## What is being asked
Could you convert the items, from the start of the items through the line containing "x=480, y=926", into a two-column CSV with the headers instruction and points? Make one row per item with each field in quotes and its line breaks replaced by spaces, and leave the pictures out.
START Supplied data
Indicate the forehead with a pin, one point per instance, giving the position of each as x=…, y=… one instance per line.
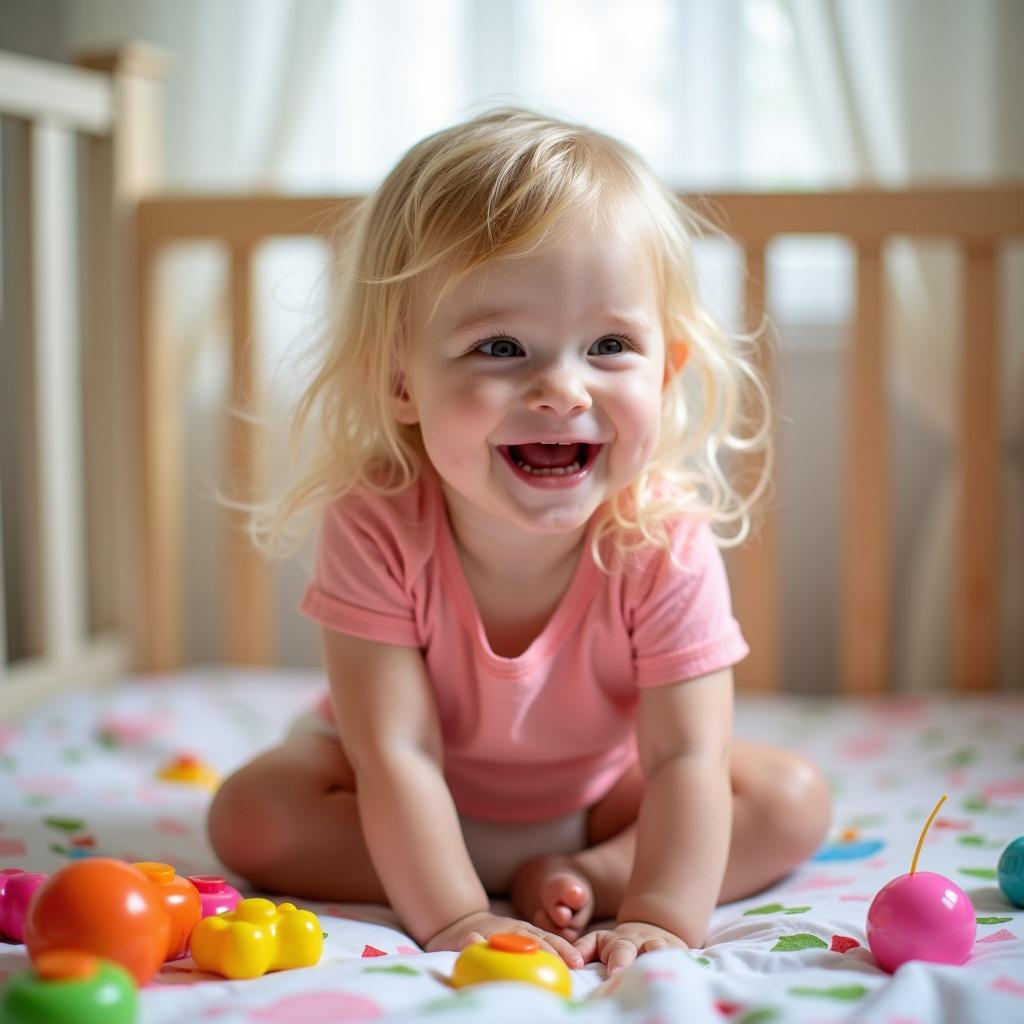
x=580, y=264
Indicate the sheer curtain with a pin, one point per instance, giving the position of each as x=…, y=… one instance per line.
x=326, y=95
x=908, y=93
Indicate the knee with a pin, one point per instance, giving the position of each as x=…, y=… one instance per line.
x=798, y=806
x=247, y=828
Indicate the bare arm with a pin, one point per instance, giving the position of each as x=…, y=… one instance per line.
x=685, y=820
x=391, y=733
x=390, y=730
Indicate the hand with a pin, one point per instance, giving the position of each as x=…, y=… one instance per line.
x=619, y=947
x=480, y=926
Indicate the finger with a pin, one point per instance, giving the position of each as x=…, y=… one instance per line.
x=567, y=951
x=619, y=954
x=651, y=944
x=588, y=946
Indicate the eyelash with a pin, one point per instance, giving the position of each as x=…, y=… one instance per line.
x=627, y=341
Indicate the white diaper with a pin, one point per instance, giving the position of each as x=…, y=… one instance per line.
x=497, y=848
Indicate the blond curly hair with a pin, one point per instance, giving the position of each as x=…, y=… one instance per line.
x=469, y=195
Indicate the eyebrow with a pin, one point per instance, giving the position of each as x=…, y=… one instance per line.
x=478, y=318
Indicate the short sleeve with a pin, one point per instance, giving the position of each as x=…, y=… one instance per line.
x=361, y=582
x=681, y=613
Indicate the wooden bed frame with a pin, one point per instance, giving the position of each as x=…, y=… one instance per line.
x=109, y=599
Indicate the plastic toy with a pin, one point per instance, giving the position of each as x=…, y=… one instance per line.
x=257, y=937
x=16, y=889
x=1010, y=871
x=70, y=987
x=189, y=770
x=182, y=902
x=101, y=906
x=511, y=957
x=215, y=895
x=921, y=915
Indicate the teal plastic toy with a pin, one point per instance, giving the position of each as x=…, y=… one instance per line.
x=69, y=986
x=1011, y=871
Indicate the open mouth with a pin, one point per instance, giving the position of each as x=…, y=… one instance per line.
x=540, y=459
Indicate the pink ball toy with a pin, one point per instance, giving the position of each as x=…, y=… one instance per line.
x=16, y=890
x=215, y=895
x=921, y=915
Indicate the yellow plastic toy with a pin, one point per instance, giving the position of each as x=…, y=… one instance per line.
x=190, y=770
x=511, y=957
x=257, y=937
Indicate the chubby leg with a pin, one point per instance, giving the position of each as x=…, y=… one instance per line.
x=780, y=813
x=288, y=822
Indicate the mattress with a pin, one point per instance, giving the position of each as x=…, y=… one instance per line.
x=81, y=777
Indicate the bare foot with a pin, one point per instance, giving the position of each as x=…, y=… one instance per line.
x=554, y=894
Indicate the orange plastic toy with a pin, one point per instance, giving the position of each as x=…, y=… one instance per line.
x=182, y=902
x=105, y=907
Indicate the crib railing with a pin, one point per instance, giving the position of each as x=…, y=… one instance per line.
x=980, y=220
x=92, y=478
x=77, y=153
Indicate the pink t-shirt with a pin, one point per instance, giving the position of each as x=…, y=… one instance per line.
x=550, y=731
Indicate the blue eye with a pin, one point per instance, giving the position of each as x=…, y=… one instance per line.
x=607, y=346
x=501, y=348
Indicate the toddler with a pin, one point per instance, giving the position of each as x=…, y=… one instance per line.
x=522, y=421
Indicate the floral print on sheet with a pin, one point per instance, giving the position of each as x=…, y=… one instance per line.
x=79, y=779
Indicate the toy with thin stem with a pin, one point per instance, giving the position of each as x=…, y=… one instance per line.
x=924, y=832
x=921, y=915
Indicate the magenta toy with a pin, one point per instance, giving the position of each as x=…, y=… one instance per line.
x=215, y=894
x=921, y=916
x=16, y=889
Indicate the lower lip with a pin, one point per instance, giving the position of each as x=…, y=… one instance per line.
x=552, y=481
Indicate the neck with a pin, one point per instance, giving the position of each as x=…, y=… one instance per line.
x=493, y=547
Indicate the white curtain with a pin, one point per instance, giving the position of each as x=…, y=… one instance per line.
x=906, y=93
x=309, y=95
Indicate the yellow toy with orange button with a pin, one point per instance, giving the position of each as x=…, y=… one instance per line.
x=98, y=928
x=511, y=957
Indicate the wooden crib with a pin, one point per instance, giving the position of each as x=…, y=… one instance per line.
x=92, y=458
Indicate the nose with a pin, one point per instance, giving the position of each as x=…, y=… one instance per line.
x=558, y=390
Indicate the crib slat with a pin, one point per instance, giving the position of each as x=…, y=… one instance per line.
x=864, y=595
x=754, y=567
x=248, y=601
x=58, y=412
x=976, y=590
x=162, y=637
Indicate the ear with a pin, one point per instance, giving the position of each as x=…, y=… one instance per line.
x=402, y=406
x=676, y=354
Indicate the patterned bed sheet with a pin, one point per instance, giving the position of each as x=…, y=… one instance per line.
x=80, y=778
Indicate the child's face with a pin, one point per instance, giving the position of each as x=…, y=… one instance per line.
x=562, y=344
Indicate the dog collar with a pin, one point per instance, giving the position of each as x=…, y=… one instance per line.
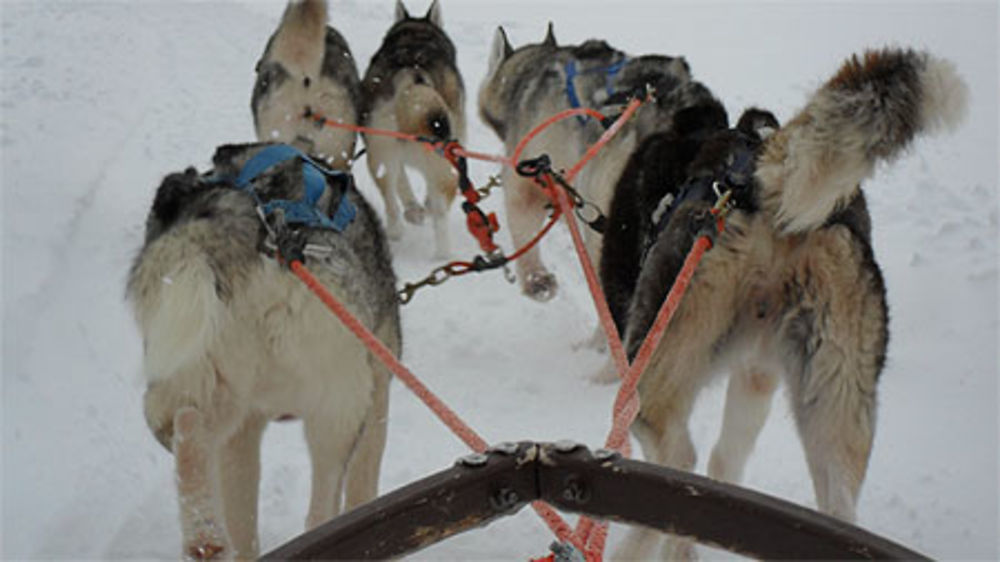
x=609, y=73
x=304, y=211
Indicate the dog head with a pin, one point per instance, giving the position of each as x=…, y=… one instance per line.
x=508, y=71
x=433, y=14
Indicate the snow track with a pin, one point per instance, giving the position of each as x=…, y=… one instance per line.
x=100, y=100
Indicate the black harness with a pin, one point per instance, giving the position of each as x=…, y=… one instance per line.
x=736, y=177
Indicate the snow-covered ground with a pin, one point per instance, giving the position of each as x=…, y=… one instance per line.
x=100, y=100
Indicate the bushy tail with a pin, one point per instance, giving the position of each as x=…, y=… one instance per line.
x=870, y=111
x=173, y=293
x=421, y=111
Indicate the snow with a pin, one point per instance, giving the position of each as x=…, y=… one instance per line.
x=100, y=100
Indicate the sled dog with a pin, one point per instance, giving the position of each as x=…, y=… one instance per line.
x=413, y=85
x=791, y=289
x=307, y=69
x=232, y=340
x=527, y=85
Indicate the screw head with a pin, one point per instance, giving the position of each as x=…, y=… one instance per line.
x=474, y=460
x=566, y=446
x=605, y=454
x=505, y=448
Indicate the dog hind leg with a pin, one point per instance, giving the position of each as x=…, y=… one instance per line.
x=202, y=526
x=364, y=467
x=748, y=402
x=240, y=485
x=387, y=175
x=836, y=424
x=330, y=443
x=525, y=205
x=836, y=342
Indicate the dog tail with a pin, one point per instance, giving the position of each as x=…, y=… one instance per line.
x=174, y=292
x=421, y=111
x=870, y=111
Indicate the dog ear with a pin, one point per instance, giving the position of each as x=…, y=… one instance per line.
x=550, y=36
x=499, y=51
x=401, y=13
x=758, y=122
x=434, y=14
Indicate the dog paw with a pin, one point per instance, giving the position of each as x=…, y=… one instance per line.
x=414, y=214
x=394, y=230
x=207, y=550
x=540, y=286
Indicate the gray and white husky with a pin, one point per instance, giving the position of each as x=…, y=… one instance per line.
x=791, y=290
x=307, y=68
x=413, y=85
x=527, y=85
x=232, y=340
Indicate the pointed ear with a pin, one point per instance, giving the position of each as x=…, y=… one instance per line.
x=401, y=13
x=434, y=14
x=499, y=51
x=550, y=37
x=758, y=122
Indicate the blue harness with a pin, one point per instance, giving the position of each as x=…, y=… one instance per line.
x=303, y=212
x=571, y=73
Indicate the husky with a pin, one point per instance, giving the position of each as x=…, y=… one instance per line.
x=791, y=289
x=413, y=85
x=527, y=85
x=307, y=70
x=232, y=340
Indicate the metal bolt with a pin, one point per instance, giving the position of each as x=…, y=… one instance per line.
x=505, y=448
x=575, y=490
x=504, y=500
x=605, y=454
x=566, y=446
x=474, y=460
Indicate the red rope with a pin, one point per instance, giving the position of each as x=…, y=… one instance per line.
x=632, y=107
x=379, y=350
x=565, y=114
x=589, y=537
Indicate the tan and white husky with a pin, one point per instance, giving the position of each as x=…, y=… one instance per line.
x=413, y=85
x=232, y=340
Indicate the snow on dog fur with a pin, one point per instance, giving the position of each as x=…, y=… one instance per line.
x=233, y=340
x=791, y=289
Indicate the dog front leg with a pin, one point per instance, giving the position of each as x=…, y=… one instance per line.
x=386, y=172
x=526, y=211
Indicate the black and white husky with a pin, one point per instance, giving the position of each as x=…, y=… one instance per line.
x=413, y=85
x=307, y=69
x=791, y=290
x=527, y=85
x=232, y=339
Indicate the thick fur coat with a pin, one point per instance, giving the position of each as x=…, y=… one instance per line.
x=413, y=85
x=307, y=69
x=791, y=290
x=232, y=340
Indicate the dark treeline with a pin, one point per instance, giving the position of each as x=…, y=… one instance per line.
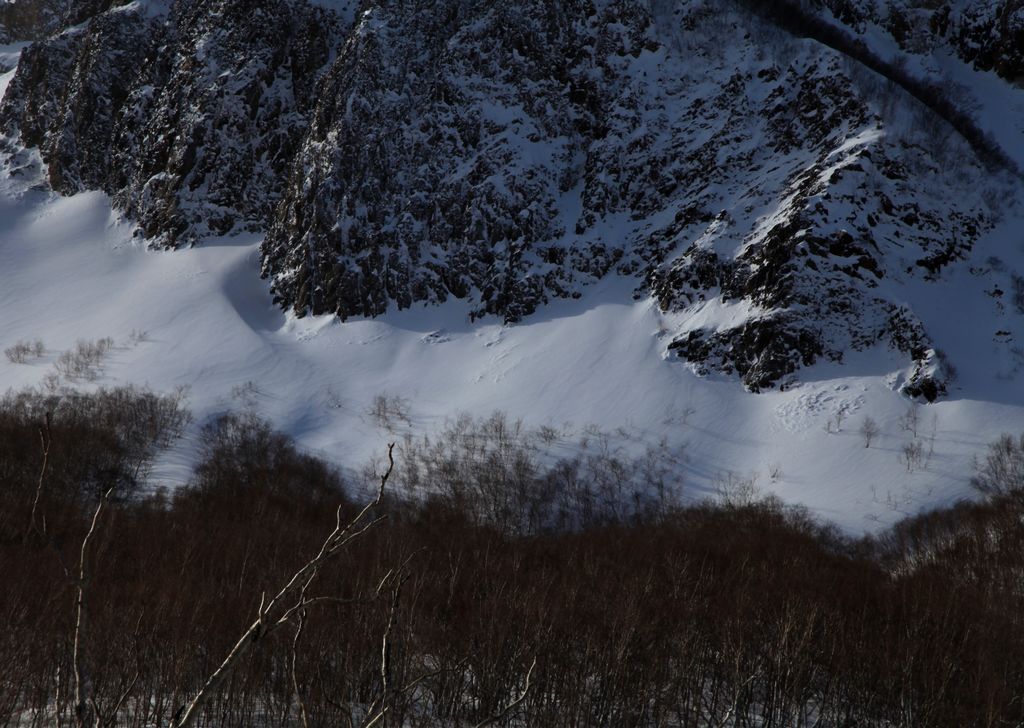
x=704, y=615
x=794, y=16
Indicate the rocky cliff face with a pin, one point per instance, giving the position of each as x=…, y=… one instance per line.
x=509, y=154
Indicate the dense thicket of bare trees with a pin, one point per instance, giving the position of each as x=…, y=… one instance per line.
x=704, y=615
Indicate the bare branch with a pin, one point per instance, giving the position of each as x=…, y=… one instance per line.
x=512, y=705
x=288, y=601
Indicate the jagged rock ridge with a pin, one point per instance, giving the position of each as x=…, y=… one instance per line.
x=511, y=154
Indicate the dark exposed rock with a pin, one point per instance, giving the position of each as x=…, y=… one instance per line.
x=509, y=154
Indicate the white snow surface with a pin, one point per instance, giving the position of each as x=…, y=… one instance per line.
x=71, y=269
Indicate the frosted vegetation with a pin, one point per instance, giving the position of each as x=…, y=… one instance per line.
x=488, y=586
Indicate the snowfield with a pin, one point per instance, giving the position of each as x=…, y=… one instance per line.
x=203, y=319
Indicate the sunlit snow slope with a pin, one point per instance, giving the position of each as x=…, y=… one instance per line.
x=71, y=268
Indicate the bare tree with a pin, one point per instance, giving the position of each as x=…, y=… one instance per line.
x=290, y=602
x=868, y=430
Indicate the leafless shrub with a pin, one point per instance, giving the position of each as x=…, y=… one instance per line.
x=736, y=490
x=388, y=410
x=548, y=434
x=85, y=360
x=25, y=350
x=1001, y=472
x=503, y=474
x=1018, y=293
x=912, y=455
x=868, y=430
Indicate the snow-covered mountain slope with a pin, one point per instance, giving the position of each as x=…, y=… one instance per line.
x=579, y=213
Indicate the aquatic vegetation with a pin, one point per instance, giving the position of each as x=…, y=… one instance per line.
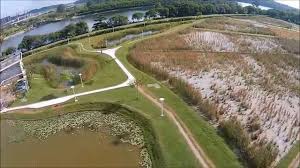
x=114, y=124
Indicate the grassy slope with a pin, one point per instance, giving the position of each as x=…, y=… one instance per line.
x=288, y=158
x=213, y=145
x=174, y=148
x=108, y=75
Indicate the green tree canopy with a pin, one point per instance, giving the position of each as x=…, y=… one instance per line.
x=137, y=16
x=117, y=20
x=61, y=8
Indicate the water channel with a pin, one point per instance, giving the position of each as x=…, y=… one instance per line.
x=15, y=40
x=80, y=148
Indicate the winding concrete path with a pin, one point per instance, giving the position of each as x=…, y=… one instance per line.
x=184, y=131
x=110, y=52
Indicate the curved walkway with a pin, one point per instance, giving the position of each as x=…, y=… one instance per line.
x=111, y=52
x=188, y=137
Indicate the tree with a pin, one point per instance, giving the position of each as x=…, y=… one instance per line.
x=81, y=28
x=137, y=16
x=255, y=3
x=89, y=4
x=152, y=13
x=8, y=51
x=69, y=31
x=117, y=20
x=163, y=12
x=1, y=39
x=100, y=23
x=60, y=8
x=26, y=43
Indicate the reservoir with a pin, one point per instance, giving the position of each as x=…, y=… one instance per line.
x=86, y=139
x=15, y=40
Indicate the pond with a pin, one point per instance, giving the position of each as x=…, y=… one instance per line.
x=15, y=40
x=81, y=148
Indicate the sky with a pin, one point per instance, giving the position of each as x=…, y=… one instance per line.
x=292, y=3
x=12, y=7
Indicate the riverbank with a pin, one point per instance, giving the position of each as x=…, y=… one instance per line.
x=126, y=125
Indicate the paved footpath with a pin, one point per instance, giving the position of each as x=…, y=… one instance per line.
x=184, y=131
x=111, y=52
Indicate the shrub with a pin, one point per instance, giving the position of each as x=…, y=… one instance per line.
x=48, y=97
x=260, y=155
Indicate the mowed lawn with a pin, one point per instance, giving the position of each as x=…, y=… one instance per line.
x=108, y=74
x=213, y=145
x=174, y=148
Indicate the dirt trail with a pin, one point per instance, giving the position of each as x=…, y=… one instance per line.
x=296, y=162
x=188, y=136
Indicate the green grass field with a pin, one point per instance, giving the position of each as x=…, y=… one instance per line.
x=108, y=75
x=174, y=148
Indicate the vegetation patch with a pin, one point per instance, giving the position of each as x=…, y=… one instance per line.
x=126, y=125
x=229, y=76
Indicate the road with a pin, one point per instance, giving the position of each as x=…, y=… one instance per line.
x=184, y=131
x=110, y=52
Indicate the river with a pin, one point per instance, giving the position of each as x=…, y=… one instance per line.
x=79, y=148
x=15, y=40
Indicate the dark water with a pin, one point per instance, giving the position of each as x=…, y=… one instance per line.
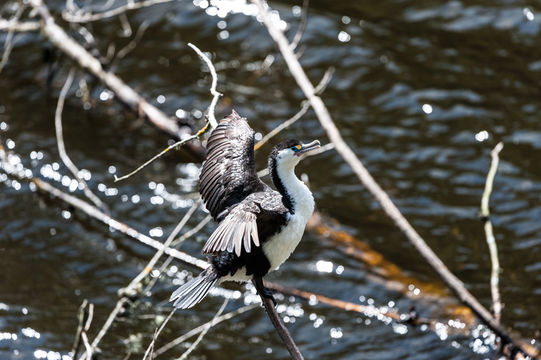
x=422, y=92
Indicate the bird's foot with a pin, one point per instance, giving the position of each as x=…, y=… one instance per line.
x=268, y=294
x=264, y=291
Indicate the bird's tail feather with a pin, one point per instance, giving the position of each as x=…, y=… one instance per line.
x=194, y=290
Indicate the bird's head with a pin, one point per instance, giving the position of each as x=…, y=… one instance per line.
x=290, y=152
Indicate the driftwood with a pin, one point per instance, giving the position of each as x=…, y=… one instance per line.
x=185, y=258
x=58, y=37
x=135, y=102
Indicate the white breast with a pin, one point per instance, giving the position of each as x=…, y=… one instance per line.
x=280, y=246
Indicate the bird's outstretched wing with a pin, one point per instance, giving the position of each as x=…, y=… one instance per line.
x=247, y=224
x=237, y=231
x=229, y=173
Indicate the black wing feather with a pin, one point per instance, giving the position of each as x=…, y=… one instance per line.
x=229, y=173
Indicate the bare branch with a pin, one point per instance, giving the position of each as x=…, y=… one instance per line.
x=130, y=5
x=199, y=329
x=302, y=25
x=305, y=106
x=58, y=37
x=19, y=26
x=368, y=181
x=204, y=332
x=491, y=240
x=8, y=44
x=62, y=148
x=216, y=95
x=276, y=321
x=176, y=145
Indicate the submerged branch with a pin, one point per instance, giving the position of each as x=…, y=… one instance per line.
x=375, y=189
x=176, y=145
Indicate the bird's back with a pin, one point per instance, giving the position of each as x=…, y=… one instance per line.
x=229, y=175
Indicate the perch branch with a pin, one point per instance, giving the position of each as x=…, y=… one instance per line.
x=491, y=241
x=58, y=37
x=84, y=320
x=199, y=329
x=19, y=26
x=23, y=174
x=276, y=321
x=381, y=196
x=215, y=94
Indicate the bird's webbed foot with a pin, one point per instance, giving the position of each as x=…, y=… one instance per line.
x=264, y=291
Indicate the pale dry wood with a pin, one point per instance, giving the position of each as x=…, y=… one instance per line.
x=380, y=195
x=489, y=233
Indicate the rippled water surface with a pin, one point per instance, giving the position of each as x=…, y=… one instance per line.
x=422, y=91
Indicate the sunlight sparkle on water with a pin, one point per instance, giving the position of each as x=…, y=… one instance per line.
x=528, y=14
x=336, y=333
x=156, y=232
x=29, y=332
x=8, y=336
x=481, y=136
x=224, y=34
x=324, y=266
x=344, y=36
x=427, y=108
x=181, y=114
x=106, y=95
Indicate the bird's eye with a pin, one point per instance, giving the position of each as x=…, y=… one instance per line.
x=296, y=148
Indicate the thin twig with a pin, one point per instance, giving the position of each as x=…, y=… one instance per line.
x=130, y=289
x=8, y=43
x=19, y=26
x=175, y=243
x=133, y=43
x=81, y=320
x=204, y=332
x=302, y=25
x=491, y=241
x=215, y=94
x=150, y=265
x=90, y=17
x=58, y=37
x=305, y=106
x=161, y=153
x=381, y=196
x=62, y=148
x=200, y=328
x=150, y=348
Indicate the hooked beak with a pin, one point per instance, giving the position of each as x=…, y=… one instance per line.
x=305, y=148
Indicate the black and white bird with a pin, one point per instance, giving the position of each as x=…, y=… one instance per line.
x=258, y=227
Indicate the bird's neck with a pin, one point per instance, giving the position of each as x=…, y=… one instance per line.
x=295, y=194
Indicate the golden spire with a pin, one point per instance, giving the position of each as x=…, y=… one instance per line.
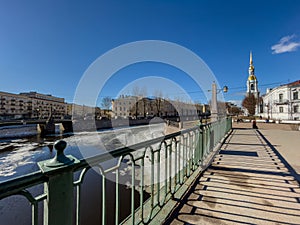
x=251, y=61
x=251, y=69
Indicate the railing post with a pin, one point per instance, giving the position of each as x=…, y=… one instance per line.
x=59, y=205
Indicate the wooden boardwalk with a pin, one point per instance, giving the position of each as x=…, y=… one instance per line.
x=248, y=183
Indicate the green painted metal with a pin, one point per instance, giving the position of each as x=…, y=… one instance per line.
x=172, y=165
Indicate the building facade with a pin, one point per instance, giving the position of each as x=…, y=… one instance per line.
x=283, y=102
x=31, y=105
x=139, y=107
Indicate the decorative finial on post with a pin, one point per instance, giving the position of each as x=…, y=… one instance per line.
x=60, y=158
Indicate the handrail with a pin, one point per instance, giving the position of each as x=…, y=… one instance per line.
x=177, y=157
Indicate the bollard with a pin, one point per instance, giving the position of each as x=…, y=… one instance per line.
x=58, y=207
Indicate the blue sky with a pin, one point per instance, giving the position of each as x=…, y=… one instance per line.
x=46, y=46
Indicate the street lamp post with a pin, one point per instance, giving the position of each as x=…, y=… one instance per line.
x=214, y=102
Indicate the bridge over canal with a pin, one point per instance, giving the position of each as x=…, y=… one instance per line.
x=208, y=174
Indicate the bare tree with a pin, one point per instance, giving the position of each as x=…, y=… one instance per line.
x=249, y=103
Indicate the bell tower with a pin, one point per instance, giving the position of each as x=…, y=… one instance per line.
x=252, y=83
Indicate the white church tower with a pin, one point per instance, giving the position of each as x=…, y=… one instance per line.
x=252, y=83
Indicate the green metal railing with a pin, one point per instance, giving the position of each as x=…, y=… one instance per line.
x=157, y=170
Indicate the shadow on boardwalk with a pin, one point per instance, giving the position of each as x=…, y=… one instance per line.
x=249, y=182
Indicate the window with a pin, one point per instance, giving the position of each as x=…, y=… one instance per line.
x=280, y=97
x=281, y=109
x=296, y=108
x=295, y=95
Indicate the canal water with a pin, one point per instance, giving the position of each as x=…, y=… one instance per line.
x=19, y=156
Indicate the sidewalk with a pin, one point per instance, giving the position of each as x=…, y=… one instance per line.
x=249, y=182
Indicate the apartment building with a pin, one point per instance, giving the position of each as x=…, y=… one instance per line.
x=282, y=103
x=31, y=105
END Supplied data
## Solution to this task
instruction,points
"Indicate the forehead with a pin, one point per instance, giving the position of each as x=…, y=… one instance per line.","x=580, y=264"
"Indicate the sheer curtain with a pin, one point per instance, giving the position of each as x=…, y=… one instance per line.","x=326, y=95 x=908, y=93"
"Indicate the knee with a pin, one point per instance, giving the position of each as x=…, y=… one instance per line.","x=798, y=806 x=247, y=828"
"Indicate the bare arm with a pin, one point per instance, giving the position of each as x=…, y=… one instance per line.","x=685, y=820 x=391, y=733 x=390, y=730"
"Indicate the hand with a pin, one point per instance, giving the position of each as x=…, y=… one instance per line.","x=619, y=947 x=480, y=926"